[Pointing and labeling records]
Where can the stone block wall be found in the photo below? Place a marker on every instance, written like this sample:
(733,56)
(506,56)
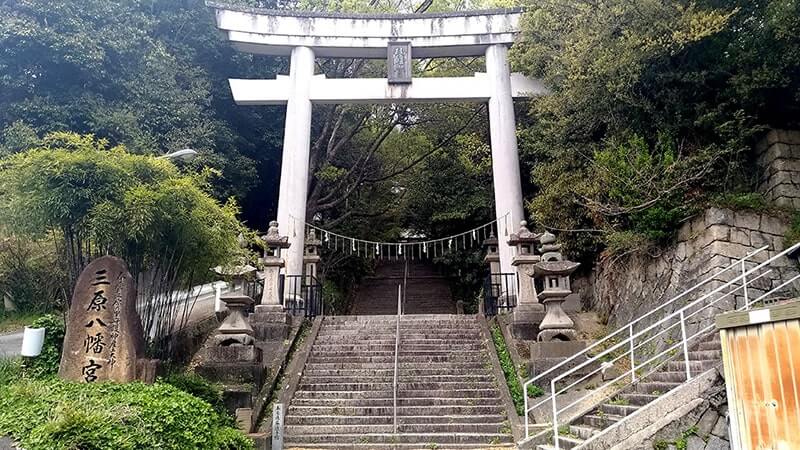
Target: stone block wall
(778,154)
(630,286)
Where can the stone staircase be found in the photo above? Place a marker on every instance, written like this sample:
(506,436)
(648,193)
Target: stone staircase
(427,292)
(703,356)
(447,394)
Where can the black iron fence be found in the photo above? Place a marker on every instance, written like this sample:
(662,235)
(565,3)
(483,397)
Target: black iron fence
(499,293)
(302,295)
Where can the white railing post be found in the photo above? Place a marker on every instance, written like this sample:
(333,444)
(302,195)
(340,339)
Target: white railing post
(744,287)
(685,347)
(525,399)
(396,351)
(633,363)
(555,413)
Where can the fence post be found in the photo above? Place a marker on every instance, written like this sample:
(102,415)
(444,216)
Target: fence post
(555,413)
(685,347)
(633,363)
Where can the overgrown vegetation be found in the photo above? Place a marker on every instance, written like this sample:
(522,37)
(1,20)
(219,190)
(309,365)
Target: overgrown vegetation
(54,414)
(510,373)
(654,111)
(194,384)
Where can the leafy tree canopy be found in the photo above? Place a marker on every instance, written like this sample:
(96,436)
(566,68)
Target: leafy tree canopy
(655,105)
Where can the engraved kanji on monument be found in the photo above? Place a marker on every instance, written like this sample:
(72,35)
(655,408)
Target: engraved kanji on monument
(398,61)
(104,339)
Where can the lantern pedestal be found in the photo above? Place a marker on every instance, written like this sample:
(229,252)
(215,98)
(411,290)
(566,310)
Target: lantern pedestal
(529,312)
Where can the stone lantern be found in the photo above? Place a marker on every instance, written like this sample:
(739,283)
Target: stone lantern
(311,257)
(553,272)
(528,311)
(273,262)
(235,330)
(270,319)
(492,254)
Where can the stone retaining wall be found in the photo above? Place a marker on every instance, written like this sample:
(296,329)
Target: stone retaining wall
(630,286)
(778,154)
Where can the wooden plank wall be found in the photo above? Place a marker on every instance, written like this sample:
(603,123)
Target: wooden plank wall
(762,371)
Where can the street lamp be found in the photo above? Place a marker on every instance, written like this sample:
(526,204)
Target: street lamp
(185,154)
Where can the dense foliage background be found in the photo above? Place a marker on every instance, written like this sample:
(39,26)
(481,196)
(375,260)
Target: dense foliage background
(655,108)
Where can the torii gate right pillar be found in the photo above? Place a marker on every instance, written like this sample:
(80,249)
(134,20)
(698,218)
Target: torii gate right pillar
(505,155)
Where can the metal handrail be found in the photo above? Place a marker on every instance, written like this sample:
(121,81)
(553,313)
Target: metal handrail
(397,350)
(629,342)
(648,314)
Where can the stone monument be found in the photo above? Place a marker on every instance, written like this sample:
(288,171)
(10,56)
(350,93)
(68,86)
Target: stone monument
(311,257)
(529,312)
(270,319)
(231,354)
(553,273)
(104,339)
(557,339)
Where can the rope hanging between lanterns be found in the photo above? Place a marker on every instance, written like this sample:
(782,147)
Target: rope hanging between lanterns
(409,250)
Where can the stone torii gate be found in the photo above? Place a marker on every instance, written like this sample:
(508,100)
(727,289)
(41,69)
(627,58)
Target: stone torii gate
(303,36)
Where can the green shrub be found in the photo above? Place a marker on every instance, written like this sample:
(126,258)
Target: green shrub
(47,362)
(198,386)
(510,373)
(535,391)
(743,200)
(53,414)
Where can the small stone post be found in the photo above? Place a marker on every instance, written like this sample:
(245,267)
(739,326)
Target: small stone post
(270,319)
(492,255)
(554,272)
(528,312)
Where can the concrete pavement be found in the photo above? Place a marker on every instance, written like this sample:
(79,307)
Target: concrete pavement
(10,344)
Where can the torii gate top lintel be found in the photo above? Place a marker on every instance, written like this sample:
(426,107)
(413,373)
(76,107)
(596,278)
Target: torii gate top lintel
(340,35)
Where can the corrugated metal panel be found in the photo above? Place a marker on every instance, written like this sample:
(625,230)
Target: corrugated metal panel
(762,371)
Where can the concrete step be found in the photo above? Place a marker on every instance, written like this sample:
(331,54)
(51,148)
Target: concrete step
(379,372)
(407,411)
(488,428)
(701,355)
(709,345)
(335,440)
(410,446)
(493,402)
(582,431)
(568,442)
(451,366)
(696,367)
(600,421)
(618,410)
(639,399)
(461,393)
(389,420)
(669,377)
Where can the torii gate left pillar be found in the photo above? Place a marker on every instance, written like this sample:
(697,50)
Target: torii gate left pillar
(305,35)
(296,152)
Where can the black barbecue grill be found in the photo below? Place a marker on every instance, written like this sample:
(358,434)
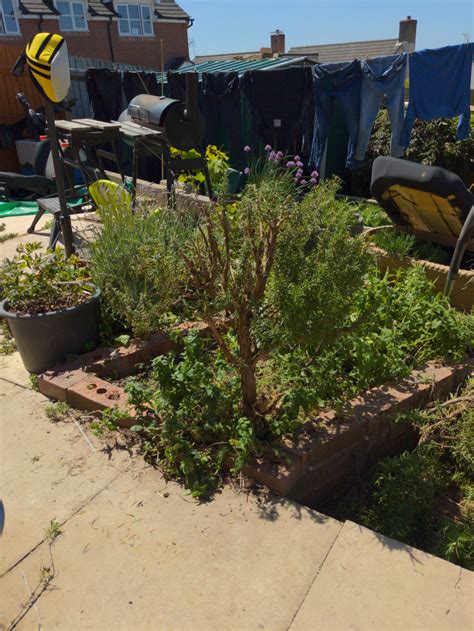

- _Exercise prompt_
Copy all of the records above word for word, line for line, leaving out the pictures.

- _Full answer_
Where can the stone block wall be found in the photo below? Place a marker on every instance, written like this sample:
(733,56)
(506,56)
Target: stone block wall
(778,154)
(630,286)
Where can the stone staircase be found in the photo above? Place a marker on every instance, written like this sample:
(506,436)
(648,193)
Target: stone staircase
(427,292)
(703,356)
(447,394)
Where can the black iron fence be found in the photo above? Place a marker on every instance, written like this sample:
(662,235)
(565,3)
(483,397)
Target: black iron fence
(499,293)
(302,295)
Where can the white railing post be found in the photo above? Place a marker on every instance, written like this sample:
(333,444)
(302,195)
(340,339)
Target: white railing post
(744,287)
(685,347)
(525,399)
(396,351)
(633,363)
(555,413)
Where can the fence post be found in the photo above? Place a marker on every instance, written like this sample:
(102,415)
(444,216)
Target: fence post
(555,413)
(685,347)
(633,363)
Where can the overgrown vegetation be found in the photo above? Place a marker on every instance, written like this sample:
(522,37)
(1,20)
(219,190)
(309,365)
Target: overgrown vegetation
(54,414)
(510,373)
(654,111)
(194,384)
Where can the leafy tree canopy be found in the photo above? Place a marker on every instance, written like this sample:
(96,436)
(566,68)
Target: leafy tree canopy
(655,105)
Where can the engraved kanji on monument be found in the photo above? Place a marker on every instance, written like this sample:
(72,35)
(655,408)
Target: engraved kanji on monument
(398,61)
(104,339)
Where can the lantern pedestal be found in the photo above? Place a marker on every instance, written like this sample:
(229,252)
(215,98)
(411,290)
(566,310)
Target: lantern pedestal
(529,312)
Where can the stone lantern be found in the photo above? Place a marker on every instance, written like this sample:
(739,283)
Target: stone lantern
(311,257)
(553,272)
(528,311)
(273,262)
(235,330)
(270,319)
(492,254)
Where can the stone retaining wall be found in the photo above? Place a marker on every instance, written like this sample:
(296,329)
Target: stone retaining wall
(630,286)
(778,154)
Where can the wooden plank wall be found in the photo above? Place a marker on every instance, written like this sample:
(603,123)
Target: wooden plank wall
(762,371)
Where can the street lamp be found in the photo above? Place a marker on every instance, written like this sample:
(526,204)
Target: street lamp
(185,154)
Where can the dense foliage background be found in the photo above? Place a marker on every instance, written like this sample:
(39,26)
(481,196)
(375,260)
Target: dense foliage background
(655,108)
Where can the torii gate right pillar be found in the photo above? Place a marker on every instance, written like this sample:
(80,249)
(134,20)
(698,218)
Target: torii gate right pillar
(505,155)
Where can the metal handrail be found in the photo above? Place a marker on every instance, written like this sample:
(121,81)
(553,313)
Target: metal handrail
(397,350)
(629,342)
(648,314)
Where can the stone monument be found in the photo above? Place a marker on every instance, written like this sample:
(288,171)
(10,56)
(350,93)
(68,86)
Target: stone monument
(311,257)
(529,312)
(270,319)
(231,354)
(553,273)
(104,339)
(557,339)
Where can the rope hanging between lanterns be found in the photo above? Place a marker on every instance, written like this sample:
(782,147)
Target: rope hanging between lanterns
(409,250)
Where can the stone torii gate be found in the photo above? Place a marker on every instance, written like this sample:
(508,100)
(727,289)
(41,69)
(627,58)
Target: stone torii gate
(303,36)
Where can the green shrub be found in the photo above? Place a marker on every instance, written like this sample:
(126,258)
Target: green shrub
(47,362)
(198,386)
(510,373)
(535,391)
(743,200)
(53,414)
Where can the small stone post be found in the photo above? Place a marker on every instance, written like this sample:
(245,267)
(739,326)
Target: small stone post
(270,319)
(492,255)
(554,272)
(528,312)
Where can the concrete pavement be found in the photo above? Place a marker on every instance, written like this sample:
(79,307)
Target: concrete pavement
(10,344)
Where can the torii gate top lintel be found in the photo above? Place a marker on every instance, written like this sample:
(426,107)
(413,373)
(76,107)
(596,278)
Target: torii gate top lintel
(340,35)
Where can the corrugated metal panel be found in the photo above? Place a marker on every instance, written like this sample:
(625,230)
Target: corrugated metal panel
(762,371)
Where can the concrete step be found in the photo above? Place a marker on every instance, written like this sample:
(331,54)
(51,148)
Target: concrete step
(379,372)
(407,411)
(488,428)
(701,355)
(709,345)
(335,440)
(410,446)
(493,402)
(582,431)
(568,442)
(451,366)
(696,367)
(600,421)
(618,410)
(639,399)
(461,393)
(389,420)
(669,377)
Where can the torii gate left pillar be found in the photo above? Place a marker on every instance, written like this sample:
(697,50)
Target: torii gate left pillar
(305,35)
(296,152)
Where can the black barbecue grill be found in the photo below? Place a marker on every instance, written like this sample:
(358,434)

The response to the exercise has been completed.